## Task description
Pull out every line of the entries below that contains the word "driveway", and copy each one. Case matters.

## Exercise material
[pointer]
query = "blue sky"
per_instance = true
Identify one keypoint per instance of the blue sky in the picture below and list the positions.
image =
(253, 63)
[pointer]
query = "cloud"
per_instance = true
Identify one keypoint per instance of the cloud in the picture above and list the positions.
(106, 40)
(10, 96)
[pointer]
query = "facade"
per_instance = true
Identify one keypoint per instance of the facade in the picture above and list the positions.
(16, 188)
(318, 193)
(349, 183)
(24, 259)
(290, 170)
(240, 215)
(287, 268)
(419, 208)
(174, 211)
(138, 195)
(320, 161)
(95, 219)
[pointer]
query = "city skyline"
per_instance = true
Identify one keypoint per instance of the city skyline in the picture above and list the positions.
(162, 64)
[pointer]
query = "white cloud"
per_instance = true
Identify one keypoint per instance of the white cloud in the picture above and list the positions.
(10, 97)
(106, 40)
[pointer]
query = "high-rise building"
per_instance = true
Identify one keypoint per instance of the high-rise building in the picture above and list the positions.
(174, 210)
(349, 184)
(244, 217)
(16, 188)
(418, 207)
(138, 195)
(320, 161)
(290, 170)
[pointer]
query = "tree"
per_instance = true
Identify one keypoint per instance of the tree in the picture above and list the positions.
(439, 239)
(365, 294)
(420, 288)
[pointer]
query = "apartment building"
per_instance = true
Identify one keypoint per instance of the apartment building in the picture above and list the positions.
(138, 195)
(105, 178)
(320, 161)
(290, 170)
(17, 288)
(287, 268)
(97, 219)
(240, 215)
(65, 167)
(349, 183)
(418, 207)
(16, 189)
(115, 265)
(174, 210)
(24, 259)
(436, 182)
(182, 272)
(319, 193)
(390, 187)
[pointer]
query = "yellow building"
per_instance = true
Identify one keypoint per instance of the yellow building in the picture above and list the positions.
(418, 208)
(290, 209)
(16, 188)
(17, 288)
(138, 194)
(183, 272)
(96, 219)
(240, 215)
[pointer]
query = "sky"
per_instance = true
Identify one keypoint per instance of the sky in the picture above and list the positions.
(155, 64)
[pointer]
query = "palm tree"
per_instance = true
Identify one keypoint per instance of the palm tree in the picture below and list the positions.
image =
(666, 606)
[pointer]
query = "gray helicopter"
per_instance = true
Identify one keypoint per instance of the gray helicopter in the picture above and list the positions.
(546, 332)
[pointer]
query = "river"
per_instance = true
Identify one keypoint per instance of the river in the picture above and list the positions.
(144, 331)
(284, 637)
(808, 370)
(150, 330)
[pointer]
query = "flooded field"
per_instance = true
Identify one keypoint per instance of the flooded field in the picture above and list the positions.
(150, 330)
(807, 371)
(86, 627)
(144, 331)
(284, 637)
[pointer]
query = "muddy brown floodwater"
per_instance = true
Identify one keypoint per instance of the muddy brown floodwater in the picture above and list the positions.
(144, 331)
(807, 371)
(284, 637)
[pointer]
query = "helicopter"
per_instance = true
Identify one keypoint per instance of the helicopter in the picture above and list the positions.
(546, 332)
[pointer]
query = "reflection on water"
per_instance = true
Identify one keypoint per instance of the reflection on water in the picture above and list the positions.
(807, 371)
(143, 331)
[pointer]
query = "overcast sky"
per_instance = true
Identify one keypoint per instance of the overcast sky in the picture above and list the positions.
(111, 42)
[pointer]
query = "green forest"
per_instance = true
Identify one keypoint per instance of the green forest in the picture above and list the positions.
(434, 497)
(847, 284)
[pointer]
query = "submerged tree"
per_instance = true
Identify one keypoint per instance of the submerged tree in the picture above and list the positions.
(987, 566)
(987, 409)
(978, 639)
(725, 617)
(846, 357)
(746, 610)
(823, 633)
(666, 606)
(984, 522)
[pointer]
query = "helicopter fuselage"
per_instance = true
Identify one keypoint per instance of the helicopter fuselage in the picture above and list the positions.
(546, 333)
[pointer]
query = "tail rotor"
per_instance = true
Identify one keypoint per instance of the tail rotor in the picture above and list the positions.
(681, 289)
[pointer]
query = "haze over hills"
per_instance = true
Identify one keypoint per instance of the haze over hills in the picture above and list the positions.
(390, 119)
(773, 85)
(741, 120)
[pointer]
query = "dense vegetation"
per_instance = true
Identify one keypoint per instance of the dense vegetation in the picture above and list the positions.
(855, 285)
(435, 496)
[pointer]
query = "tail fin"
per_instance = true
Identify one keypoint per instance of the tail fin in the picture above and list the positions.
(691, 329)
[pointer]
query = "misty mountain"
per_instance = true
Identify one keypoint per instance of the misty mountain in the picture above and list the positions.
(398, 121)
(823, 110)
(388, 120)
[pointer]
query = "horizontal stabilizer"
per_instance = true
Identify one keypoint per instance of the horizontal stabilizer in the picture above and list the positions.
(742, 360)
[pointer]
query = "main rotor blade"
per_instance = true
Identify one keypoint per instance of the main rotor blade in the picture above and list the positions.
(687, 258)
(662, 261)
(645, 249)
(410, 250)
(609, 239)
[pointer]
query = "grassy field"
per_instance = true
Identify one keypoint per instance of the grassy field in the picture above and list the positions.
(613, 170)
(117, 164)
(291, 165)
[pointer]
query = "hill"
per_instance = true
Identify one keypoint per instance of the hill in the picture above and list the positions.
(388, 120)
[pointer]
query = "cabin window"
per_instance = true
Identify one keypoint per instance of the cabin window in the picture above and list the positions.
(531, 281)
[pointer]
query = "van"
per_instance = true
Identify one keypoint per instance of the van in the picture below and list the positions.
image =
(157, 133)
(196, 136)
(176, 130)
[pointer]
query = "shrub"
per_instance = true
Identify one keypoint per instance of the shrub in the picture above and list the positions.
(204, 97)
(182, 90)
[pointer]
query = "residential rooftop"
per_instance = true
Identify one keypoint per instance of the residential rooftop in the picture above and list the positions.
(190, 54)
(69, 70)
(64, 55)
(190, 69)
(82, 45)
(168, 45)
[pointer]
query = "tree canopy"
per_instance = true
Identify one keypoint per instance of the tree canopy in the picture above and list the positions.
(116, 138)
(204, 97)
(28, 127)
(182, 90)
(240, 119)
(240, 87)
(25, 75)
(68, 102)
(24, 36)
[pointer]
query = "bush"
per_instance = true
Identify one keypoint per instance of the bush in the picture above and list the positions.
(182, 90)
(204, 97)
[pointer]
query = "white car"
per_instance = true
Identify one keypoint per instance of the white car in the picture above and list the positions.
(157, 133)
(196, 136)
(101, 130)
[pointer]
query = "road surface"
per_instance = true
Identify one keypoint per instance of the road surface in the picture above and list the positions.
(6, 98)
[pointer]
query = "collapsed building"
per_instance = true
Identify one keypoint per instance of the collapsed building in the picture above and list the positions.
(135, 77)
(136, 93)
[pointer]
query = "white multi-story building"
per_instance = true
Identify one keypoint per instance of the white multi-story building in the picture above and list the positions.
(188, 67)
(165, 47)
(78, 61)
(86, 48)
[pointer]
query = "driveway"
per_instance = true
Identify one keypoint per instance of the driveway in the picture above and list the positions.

## Complete output
query = "driveway"
Identify one keypoint per instance of the driveway in the picture above and list the positions.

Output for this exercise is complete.